▶ _Task directions_: Please print each record exactly, omitting none of them.

▶ _Input_:
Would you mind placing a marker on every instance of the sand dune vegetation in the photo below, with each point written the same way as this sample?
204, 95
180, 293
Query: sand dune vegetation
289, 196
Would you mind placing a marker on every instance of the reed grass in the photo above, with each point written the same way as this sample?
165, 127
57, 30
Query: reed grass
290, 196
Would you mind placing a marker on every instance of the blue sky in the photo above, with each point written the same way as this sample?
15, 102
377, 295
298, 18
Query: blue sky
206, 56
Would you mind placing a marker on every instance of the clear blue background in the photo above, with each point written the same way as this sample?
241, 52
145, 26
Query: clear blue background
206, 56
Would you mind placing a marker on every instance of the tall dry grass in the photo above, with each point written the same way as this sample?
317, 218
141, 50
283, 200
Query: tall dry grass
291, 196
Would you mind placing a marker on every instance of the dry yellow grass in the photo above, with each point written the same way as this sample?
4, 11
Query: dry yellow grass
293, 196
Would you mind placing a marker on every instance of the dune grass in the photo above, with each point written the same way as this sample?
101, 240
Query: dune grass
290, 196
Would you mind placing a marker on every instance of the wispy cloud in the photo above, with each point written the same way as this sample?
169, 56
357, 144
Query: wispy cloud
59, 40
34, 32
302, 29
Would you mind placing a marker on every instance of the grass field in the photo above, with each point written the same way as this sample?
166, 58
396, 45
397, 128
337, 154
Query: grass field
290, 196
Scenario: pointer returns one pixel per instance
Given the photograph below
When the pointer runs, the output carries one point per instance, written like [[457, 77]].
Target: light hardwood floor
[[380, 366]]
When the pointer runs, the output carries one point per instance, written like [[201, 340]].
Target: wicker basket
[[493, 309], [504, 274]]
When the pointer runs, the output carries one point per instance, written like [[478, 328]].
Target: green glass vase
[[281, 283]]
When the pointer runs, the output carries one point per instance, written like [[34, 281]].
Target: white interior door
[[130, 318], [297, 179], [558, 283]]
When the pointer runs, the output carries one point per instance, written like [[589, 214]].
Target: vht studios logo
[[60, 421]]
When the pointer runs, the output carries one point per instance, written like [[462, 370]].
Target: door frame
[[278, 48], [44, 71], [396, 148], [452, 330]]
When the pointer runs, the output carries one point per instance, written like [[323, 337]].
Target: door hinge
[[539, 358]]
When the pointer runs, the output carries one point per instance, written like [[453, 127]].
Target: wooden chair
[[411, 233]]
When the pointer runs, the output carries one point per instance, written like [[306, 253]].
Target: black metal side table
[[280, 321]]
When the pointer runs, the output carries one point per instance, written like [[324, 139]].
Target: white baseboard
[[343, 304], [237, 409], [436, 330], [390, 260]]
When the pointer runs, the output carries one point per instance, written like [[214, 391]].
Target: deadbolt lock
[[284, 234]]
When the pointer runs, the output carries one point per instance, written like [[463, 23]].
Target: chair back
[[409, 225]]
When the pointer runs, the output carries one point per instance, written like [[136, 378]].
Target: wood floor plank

▶ _Exercise result_:
Would you mind placing a marker on every instance of the sand dune vegetation in the photo below, with each point written the same way as this sample?
204, 95
180, 293
Query: sand dune vegetation
289, 196
Would you mind placing a marker on every instance of the reed grass in the photo above, with each point written the same way as this sample?
165, 127
57, 30
Query: reed grass
290, 196
Would you mind placing a marker on every instance of the blue sky in the photo above, with each point written the same way as this sample?
15, 102
377, 295
298, 18
Query: blue sky
206, 56
Would you mind placing a marker on every instance of the clear blue background in the photo above, with each point written the same way as this sample?
241, 52
145, 26
Query: clear blue background
206, 56
Would you mind placing a marker on every instance of the tall dry grass in the photo above, with each point written the same way as this sample?
317, 218
141, 50
283, 200
Query: tall dry grass
291, 196
Would you mind placing a marker on every instance of the dry yellow grass in the photo above, with each point written the same way as this sample?
4, 11
Query: dry yellow grass
293, 196
Would you mind placing a marker on every instance of the dune grass in the photo above, with each point written the same way as this sample?
101, 240
Query: dune grass
290, 196
Would you mind placing a marker on every instance of the wispy cloud in the photo above, with each point written the same way as this sample?
169, 56
357, 144
Query: wispy cloud
59, 40
34, 32
302, 29
Would you mind placing a marker on every instance of the grass field in the photo above, with each point written the same way as this sample?
166, 58
396, 45
397, 128
337, 154
Query: grass field
290, 196
Scenario: pointer returns one pixel per instance
Given the photograph below
When the pointer runs, the output carries one point per instance, written like [[457, 77]].
Target: light hardwood floor
[[380, 366]]
When the pointer runs, the output carries one point per instance, written like [[201, 340]].
Target: wicker basket
[[493, 309], [504, 274]]
When the pointer runs, the output carries one point per instance, written like [[478, 328]].
Target: green glass vase
[[281, 283]]
When the pointer runs, the output carries one point per instance, written like [[34, 281]].
Target: white interior door
[[130, 318], [297, 179], [558, 283]]
When the pointer runs, the output carries one point per instance, written like [[589, 214]].
Target: vht studios logo
[[60, 421]]
When the pointer runs, the output carries one point per instance, written like [[462, 370]].
Target: door frame
[[278, 48], [44, 71], [396, 148], [452, 330]]
When the pointer runs, the output carries one point per instance, written like [[323, 337]].
Target: door hinge
[[539, 358]]
When the pointer runs, the output carries one point per instance, written like [[453, 127]].
Target: wooden chair
[[411, 233]]
When the pointer runs, the output carries one point per instance, written like [[306, 253]].
Target: black metal side table
[[280, 321]]
When the pointer runs, the output carries one point per instance, written like [[324, 139]].
Target: white baseboard
[[343, 304], [237, 409], [436, 330], [390, 260]]
When the pointer runs, the output carries one point per instance, written like [[214, 391]].
Target: deadbolt lock
[[284, 234]]
When the pointer runs, the output carries one point per instance, written like [[463, 23]].
Target: chair back
[[409, 225]]
When the pointer runs, the output carries one point per instance, written like [[136, 378]].
Target: wood floor plank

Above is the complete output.